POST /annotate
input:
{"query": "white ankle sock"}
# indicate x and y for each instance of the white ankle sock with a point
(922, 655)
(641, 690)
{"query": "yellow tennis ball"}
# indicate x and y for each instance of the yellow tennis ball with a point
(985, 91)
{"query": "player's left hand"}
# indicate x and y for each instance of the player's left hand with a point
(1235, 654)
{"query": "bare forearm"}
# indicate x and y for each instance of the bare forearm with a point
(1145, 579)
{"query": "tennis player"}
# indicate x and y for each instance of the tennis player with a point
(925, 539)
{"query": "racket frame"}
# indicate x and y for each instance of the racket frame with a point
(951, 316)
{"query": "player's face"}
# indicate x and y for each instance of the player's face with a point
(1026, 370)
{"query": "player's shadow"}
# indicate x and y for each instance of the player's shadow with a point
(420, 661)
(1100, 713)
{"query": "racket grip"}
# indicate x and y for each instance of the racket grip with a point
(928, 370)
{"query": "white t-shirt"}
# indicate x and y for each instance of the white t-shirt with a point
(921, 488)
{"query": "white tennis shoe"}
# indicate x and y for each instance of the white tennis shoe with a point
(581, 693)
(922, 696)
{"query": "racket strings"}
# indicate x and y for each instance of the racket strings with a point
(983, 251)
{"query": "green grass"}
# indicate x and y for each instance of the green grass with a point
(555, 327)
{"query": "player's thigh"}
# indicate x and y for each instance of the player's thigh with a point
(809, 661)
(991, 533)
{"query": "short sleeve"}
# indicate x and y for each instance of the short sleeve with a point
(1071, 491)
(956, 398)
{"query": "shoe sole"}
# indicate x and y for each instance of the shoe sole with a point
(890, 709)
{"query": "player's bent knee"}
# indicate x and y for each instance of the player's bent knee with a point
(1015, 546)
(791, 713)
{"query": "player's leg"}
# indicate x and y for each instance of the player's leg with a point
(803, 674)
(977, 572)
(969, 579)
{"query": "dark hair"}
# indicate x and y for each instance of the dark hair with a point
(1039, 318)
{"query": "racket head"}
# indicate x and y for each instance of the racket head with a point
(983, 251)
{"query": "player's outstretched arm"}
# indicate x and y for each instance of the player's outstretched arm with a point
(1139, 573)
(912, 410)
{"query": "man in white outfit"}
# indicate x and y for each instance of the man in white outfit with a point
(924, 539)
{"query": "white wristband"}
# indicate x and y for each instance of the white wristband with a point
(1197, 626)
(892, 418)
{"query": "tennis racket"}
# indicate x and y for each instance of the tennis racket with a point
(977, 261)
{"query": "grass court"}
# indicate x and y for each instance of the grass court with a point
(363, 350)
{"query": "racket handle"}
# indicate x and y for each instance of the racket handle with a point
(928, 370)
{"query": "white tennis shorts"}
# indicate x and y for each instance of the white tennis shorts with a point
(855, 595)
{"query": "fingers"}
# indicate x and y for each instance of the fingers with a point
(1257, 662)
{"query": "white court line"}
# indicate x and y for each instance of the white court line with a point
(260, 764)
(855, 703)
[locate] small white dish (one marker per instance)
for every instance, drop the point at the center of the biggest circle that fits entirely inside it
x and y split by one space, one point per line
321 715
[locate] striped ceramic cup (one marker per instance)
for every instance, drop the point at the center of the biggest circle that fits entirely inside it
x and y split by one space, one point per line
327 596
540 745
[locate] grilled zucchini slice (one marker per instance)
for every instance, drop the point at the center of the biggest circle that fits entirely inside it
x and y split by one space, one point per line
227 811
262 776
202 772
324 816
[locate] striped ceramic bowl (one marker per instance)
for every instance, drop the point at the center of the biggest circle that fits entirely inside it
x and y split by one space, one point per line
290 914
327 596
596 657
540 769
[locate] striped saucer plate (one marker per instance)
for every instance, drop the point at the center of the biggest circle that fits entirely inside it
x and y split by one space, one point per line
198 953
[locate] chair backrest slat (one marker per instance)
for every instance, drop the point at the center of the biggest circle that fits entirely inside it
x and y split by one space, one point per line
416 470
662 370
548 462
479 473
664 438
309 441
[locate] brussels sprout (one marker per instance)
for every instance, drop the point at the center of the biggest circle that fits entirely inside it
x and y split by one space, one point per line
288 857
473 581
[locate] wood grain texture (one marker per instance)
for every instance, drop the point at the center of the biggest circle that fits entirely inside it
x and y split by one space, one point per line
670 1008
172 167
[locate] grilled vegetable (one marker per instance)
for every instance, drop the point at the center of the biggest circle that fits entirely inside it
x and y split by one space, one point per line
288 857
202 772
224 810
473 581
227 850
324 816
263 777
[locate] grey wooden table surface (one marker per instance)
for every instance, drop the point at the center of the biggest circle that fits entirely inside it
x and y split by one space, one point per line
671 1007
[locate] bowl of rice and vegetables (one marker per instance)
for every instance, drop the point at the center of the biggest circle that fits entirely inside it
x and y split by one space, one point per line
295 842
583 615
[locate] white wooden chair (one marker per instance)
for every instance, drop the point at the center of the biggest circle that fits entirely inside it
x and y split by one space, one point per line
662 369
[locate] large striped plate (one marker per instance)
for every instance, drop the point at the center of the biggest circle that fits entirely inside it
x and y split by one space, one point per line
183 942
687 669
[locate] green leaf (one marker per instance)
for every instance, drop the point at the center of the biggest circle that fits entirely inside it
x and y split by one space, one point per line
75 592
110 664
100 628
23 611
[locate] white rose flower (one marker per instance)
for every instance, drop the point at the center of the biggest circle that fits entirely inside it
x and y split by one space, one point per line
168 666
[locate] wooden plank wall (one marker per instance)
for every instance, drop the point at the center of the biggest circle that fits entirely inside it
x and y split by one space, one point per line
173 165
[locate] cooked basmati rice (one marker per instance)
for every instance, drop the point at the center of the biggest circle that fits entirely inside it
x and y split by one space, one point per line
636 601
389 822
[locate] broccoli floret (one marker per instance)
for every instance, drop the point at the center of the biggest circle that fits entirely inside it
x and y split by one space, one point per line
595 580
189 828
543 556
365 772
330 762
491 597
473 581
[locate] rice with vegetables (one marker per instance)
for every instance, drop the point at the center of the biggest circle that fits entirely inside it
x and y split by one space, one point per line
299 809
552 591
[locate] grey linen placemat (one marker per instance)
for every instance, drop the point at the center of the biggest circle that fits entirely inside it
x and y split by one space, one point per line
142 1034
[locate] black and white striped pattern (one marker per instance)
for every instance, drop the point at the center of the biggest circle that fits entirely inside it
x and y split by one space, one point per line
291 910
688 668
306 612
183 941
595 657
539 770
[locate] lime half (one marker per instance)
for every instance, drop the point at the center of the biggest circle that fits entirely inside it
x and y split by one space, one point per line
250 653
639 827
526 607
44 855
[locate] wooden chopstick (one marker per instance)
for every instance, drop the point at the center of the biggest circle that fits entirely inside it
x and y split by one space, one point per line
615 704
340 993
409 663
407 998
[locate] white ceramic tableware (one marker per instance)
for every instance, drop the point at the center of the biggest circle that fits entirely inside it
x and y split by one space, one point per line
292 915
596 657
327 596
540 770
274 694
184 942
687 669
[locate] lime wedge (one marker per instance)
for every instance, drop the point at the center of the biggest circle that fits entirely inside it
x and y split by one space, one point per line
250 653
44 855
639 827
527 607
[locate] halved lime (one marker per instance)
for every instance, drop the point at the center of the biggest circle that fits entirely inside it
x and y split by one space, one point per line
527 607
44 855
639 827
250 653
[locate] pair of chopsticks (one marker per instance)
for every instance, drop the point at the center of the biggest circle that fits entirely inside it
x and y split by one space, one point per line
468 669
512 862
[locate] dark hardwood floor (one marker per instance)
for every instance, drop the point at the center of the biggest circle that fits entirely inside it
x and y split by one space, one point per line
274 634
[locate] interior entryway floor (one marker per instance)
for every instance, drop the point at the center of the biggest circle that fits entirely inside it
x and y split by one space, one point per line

WORK REQUEST:
Without altering a single word, transcribe the entries above.

EXERCISE ANSWER:
POST /annotate
input:
{"query": "white ankle sock"}
# indicate x and y for each instance of the white ankle sock with a point
(922, 655)
(641, 690)
{"query": "yellow tennis ball"}
# indicate x and y for each instance of the yellow tennis ball with a point
(985, 91)
{"query": "player's left hand"}
# indicate x and y for each instance of the player's left hand with a point
(1235, 654)
{"query": "bare forearm"}
# indicate x and y for each instance of the bare forearm with a point
(1145, 579)
{"query": "tennis player"}
# indicate x and y for each instance of the tennis player with a point
(925, 539)
{"query": "racket frame"}
# indicate x and y for each instance of the racket frame with a point
(951, 316)
{"query": "player's face"}
# indicate x and y for each instance of the player's face with a point
(1026, 370)
{"query": "player's shadow"}
# indicate x and y for each instance of the player's shadow with a point
(420, 661)
(1100, 713)
{"query": "racket grip"}
# indicate x and y for each instance of the racket grip with a point
(928, 370)
{"query": "white t-shirt"}
# indicate x and y for each instance of the white t-shirt with a point
(921, 488)
{"query": "white tennis shoe"}
# indicate x and y for each instance of the white tennis shoe with a point
(581, 693)
(922, 696)
{"query": "racket strings"}
# indicate x and y for each instance of the racket strings with a point
(983, 251)
{"query": "green grass"}
# indicate x and y for each instance of the green grass with a point
(555, 327)
{"query": "player's thigh"}
# indicate x and y for each instance of the player's thigh with a point
(809, 661)
(991, 533)
{"query": "short sleeve"}
# indicate x and y for each instance of the short sleeve with a point
(1071, 491)
(956, 398)
{"query": "shoe sole"}
# indicate x and y for each instance of the shoe sole with a point
(890, 709)
{"query": "player's bent knee"}
# indicate x and y for each instance of the player's bent knee with a point
(1015, 546)
(791, 713)
{"query": "player's leg"}
# indicate x and y for each instance of the player's leg with a point
(803, 674)
(977, 572)
(969, 579)
{"query": "dark hair"}
# indicate x and y for each instance of the dark hair with a point
(1039, 318)
{"query": "racket head"}
# indicate x and y for each instance of the racket head with a point
(983, 251)
{"query": "player's outstretched arm"}
# indicate x and y for each instance of the player's outstretched arm with a point
(1139, 573)
(912, 410)
{"query": "man in white outfit"}
# indicate x and y for each instance of the man in white outfit with a point
(924, 539)
{"query": "white wristband"}
# indicate x and y for each instance of the white wristband with a point
(1197, 626)
(892, 418)
{"query": "tennis racket"}
# indicate x and y for each instance of the tennis racket with a point
(977, 261)
{"query": "grass court"}
# indicate x and y for each instance of the grass court with a point
(363, 350)
{"query": "racket handle"}
# indicate x and y for each instance of the racket handle with a point
(928, 370)
{"query": "white tennis shorts"}
# indicate x and y for each instance of the white tennis shorts with a point
(855, 595)
{"query": "fingers"}
# indicate x and y for each instance of the fingers with a point
(1257, 662)
{"query": "white court line"}
# indicate x and y for each instance of the white court line with a point
(260, 764)
(855, 703)
[locate] small white dish (one marker per instance)
for every instance, drop the point at the center of the biggest circle that fits entirely inside it
x and y split by one space, one point per line
321 715
[locate] striped ceramic cup (one marker per instance)
for every instance, drop the point at the center of the biggest circle that fits entirely inside it
x and y split by one space, one point per line
327 596
540 745
[locate] grilled zucchini slice (one marker per instance)
for every instance, drop the point at the center of the biggest circle that fits entirely inside it
x and y split by one space, one point per line
227 811
262 776
202 772
324 816
[locate] striped ceramic bowl (one marker per instance)
for every instance, drop the point at the center of the biggest circle that fits entirely inside it
x and y split by one space, one point per line
290 914
327 596
596 657
540 769
[locate] striped saucer plate (one marker per instance)
for every instance, drop the point at the center of the biggest circle that fits entirely inside it
x and y split by one space, one point per line
198 953
[locate] chair backrest slat (one marker per instance)
for every instance, drop the point at the center of the biggest circle that fits entirely inside it
x and y split by one space, one point per line
416 470
662 370
548 462
479 473
664 438
309 441
[locate] brussels sprout (one marker per instance)
for every instance, drop the point at the center of the biggest circle that fits entirely inside it
x and y split by one space, one point per line
288 857
473 581
[locate] wood grain texture (one marker per instance)
for every instance, drop the point at the center of the biggest circle that fits entirely inside it
x and y split by one space, one point per line
670 1008
172 167
[locate] grilled vegetable (one marker per instance)
for every instance, drop the point at the center of the biggest circle that fits entirely inside it
x and y split by one space, one point per line
288 857
202 772
224 810
473 581
227 850
324 816
263 777
[locate] grey wooden table surface (one marker per instance)
for every instance, drop the point at the center of the biggest circle that fits entirely inside it
x and y split by one space, one point per line
671 1007
[locate] bowl of rice and vegetables (one marker per instance)
for every instance, drop the point at the center of the biggest circle that fits entirely inside it
x and y split by one space, one point per line
295 842
583 615
[locate] white wooden chair (one marker per instance)
for every instance, drop the point at the center of the biggest circle that fits entirely inside it
x and y split by one space, one point per line
662 369
[locate] large striped plate (one marker per instance)
for every instance, drop the point at the center of the biggest circle that fits entirely inside it
x and y split by one space, one point per line
183 942
687 669
[locate] green leaf (one marker per instance)
for every instance, drop the point at the center of the biggest circle that fits entirely inside it
x and y split by one space, one point per line
75 592
110 664
100 628
23 611
[locate] white rose flower (one marker per instance)
for every instance, drop the point at the center of the biggest circle that fits entirely inside it
x and y split by one space, one point per line
168 666
[locate] wooden plank wall (one marker per instance)
for every instance, drop the point at the center of the biggest circle that fits entirely inside it
x and y split by one space, one point per line
173 165
[locate] cooked basmati rice (one marker per instance)
for every instance, drop the point at the center of the biggest circle that fits entirely inside it
x and y split by one space, one point per line
636 601
389 822
[locate] broccoli floret (one marker per instance)
for every instance, drop the point at the center of the biggest circle that fits entirely inside it
x and y split by one space, one point per line
595 580
189 828
543 556
365 772
330 762
491 597
473 581
[locate] rice with vegetables (one marker per instance)
for every instance, drop the point at the center of the biggest circle that fits entirely inside it
x and y split by one space, one point per line
299 809
552 591
[locate] grey linen placemat (one marker per instance)
for every instance, drop the point at the center of the biggest circle that fits entirely inside it
x and y split by one space, one point per line
142 1034
[locate] black and white striped pattern (one marker per instance)
for every instance, drop the point at the center of the biggest circle that fits entirely inside it
x and y split by one space, one point per line
291 910
688 668
306 612
183 941
595 657
539 770
[locate] lime half (one marker per instance)
for every instance, drop the point at the center of the biggest circle that fits entirely inside it
x and y split by one space, one point per line
250 653
639 827
526 607
44 855
[locate] wooden chopstick (one marker per instance)
for every instance, drop the point at the center of the biggest circle that fits entirely inside it
x and y split by one space, one point per line
615 704
340 993
409 663
407 998
[locate] white ceramic tableware (one marker per instance)
for every instance, drop the point at the center of the biggest circle that fits entirely inside it
x and y split by one space, one point per line
292 915
596 657
327 596
540 770
274 694
184 942
687 669
[locate] lime wedge (one marker per instance)
for every instance, drop the point at the center of the biggest circle that fits entirely inside it
x and y split by one space, one point per line
250 653
44 855
639 827
527 607
[locate] halved lime (one marker per instance)
for every instance, drop the point at the center of the biggest circle that fits entirely inside it
x and y split by one space, one point per line
527 607
44 855
639 827
250 653
[locate] pair of chopsticks (one marker per instance)
for every instance, drop the point at the center of the biggest circle that fits entirely inside it
x and y split by one space, one point per line
468 669
512 862
[locate] dark hardwood floor (one marker per instance)
for every instance, drop the point at the center of the biggest circle that fits entirely inside it
x and y split by one space, one point per line
274 634
[locate] interior entryway floor (one marker per instance)
for every instance, drop the point at the center of the biggest circle that fits entirely inside it
x and y split by one space, one point per line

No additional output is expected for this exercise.